_Problem description_
Write out the records again, exactly, leaving none out.

(Free-text object descriptions)
--- START ---
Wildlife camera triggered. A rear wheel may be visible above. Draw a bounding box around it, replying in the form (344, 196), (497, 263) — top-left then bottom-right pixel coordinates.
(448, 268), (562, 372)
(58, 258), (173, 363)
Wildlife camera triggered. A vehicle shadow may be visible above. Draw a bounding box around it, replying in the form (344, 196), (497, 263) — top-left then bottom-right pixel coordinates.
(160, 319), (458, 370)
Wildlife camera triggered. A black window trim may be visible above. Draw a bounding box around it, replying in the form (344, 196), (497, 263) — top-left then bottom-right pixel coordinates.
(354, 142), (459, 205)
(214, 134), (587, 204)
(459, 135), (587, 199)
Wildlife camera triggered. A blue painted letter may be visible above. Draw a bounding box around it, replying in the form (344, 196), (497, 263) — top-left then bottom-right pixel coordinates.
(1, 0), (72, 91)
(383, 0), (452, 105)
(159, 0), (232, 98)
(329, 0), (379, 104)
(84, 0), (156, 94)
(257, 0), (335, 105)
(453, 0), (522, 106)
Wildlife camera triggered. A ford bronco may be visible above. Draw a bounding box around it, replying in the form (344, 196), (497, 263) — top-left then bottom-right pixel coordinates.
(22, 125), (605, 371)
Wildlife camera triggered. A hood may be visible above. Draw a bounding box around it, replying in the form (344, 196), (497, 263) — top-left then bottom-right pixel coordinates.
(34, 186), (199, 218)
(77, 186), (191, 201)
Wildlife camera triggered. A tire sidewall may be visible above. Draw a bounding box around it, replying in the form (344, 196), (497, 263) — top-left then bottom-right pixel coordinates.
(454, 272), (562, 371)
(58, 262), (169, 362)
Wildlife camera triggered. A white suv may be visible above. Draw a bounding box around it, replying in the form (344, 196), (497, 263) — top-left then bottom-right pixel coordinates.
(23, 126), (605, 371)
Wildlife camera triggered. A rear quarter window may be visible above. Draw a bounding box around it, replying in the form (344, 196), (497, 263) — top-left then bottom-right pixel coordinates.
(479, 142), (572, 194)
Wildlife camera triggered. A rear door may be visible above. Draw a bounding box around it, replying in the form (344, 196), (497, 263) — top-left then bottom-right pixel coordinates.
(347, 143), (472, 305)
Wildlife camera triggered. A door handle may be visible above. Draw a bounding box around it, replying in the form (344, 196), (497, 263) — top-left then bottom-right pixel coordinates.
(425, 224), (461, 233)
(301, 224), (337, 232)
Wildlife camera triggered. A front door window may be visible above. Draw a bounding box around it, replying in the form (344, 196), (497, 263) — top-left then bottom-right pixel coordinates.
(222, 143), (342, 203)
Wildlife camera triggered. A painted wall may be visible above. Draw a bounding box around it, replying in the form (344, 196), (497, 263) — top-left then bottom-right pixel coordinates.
--- END ---
_Solution to this exercise_
Wildlife camera triggered. A rear wheel may be visible above. Draw a bounding box around it, replying in the form (344, 196), (497, 263) — top-left then bottom-right pixel coordinates.
(448, 268), (562, 372)
(58, 258), (173, 363)
Wildlife camera triggered. A vehicle shadow may be visible above. Draw a bounding box around it, replying in the form (344, 196), (497, 263) — top-left then bottom-right pixel coordinates.
(160, 319), (458, 370)
Wildlife camera triggered. A black window trim may be visible above. Draw a bounding box around it, replying in the form (344, 196), (497, 263) — top-left then bottom-right pixel coordinates.
(354, 142), (459, 205)
(214, 134), (587, 204)
(459, 135), (587, 199)
Wildlife camera triggered. A blue painted letter may be visible above. Draw a bounding box around it, replying in the form (344, 196), (497, 263) — top-left then bottom-right pixel coordinates.
(1, 0), (72, 91)
(383, 0), (452, 105)
(159, 0), (232, 98)
(329, 0), (379, 104)
(84, 0), (156, 94)
(257, 0), (335, 105)
(453, 0), (522, 106)
Wildlife camera triggered. A ford bronco may be visible above. Draw a bounding box around it, replying in the form (344, 196), (497, 263) — top-left then bottom-right pixel coordinates.
(22, 125), (605, 371)
Wildlife camera triggered. A hood may be visible above. Draw a bounding box around it, replying in the form (344, 196), (497, 263) — top-left then bottom-right pixel coordinates.
(34, 186), (199, 218)
(77, 186), (191, 201)
Wildlife camera triggered. A tire sidewall may be visible above. Draw a bounding box around it, replying in the form (344, 196), (497, 263) — top-left then bottom-right pixel coordinates.
(454, 272), (562, 371)
(58, 262), (169, 362)
Wildlife camera triggered. A white suv may be visible above. Draw a bounding box around it, replying in the form (344, 196), (497, 263) — top-left then bottom-right pixel coordinates.
(23, 126), (605, 371)
Wildlife camera triggered. A rear quarter window may be visible above. Draw a bounding box around it, replying in the form (344, 196), (497, 263) — top-left then bottom-right pixel coordinates.
(479, 142), (572, 194)
Wildlife camera triggered. A rear door may be visible above. Draw a bounding box around it, replying in the form (344, 196), (497, 263) — top-left then bottom-right pixel coordinates.
(347, 143), (472, 305)
Wildlife camera triggered. A door handle may be visible above. Draw a bounding box around it, replying in the form (344, 196), (497, 263) — top-left then bottom-right pixel coordinates.
(425, 224), (461, 233)
(301, 224), (337, 232)
Wildlife camera triggered. A front door window may be visible above. Draw a bounding box around it, replying in the form (344, 196), (497, 263) — top-left then bottom-right pixel coordinates.
(222, 143), (342, 203)
Wildlife camera triggered. A painted wall may be visible above. Draw a bounding box around it, replying in the form (344, 196), (497, 263) — top-left then bottom-right pixel coordinates.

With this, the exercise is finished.